(练习要求)
根据下文关于2010地方公共决策榜的选段,回答以下问题。
1. 该榜单的独家网络支持是哪家网站?
2. 2010年“向上的力量”年度策划主题聚焦于什么?
3. 钟如九在“2010微博年度评选”中获得了什么奖?

(文本选段)
------------------------------
赛尔号完全体是什么:《决策》杂志年度策划:微博成中国向上生长动力

来源:百度文库 编辑:九乡新闻网 时间:2024/04/28 15:46:40

  2010地方公共决策榜

  主办单位:

  决策杂志社

  国家行政学院政治学部

  北京大学政治发展与政府管理研究所

  清华大学公共管理学院政府创新研究中心

  独家网络支持:

  新浪网

  十大地方决策新锐人物

  郭宝成与神木医改

  章剑华织“围脖”

  傅政华掀警界雷霆

  罗一民与“南通现象”

  王永康推动南川改革

  刘国富与绿色长兴

  焦彦龙与公开的力量

  王铁良QQ问政

  郭大为与未央分权改革

  李雪荣的“摇滚观”

  十大地方公共决策镜鉴

  江西宜黄自焚事件

  富士康“14连跳”

  “我爸是李刚”

  上海“11·15”大火

  于建嵘PK县委书记

  “化工围城”忧思

  湖北省厅官妻被打

  辽宁庄河市千人下跪

  南京“小龙虾事件”

  嘉禾“血铅事件”

  十大地方公共决策试验

  县委书记权力公开透明运行试点

  湖北县委书记岗位风险预警试验

  珠海社会改革破冰

  信宜市政府状告紫金矿业

  杜集区“开放式村部”

  成都户籍改革

  深圳公务员分类管理

  无锡物联网革命

  温州试水“镇级市”

  《唐山大地震》与城市营销

  向上的力量

  策划人语

  ■策划/本刊编辑部  ■执行/杨敏  贺海峰  周江

  2010年,我们将“向上的力量”的年度策划主题聚焦于“微博现象”。

  这一年,从年初登上全国“两会”到富士康连环跳、宜黄拆迁风波、钱云会事件,借助微博,更为草根的“闲言碎语”从一个话筒搭上了另一个话筒,更为微小的声音在“围观”中不断集聚力量,渐成激荡之势,考验着政府危机应对能力与执政智慧。

  “微众”凝聚的时代,话语权在更大范围内被“平摊”。“微博客”们能否掌握好话语权,政府是否适应被更短、更快的声音包围,“分享”能在多大程度上开启官智与民智,“围观”将扩大对立还是巩固共识……这些都需要也值得认真辨识,仔细观察。

  这可以简单理解为传播工具演进在公共领域产生的影响。不过,“微博”之于中国,更是改革创新动力的积累。这种动力在体制内外的积累,才是中国向上生长的动力。

  从这个意义上来说,微动力也是伟动力。

  2010,“微”动力学

  ■本刊记者 杨  敏

  2010年12月27日晚9点45分,钟如九更新了一条微博。是日,她刚刚在人民网等几家媒体举办的“2010微博年度评选”中获得“维护权益奖”。钟如九第一时间向帮助过他的网友和记者致谢,她说“微博把我们每个人的力量凝聚在一起,拯救更多的弱者”。
------------------------------
(数据摘录)
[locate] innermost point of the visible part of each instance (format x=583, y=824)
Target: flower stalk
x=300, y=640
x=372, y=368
------------------------------
(作答结果)
1. 独家网络支持是新浪网。
2. 年度策划主题聚焦于“微博现象”。
3. 钟如九获得了“维护权益奖”。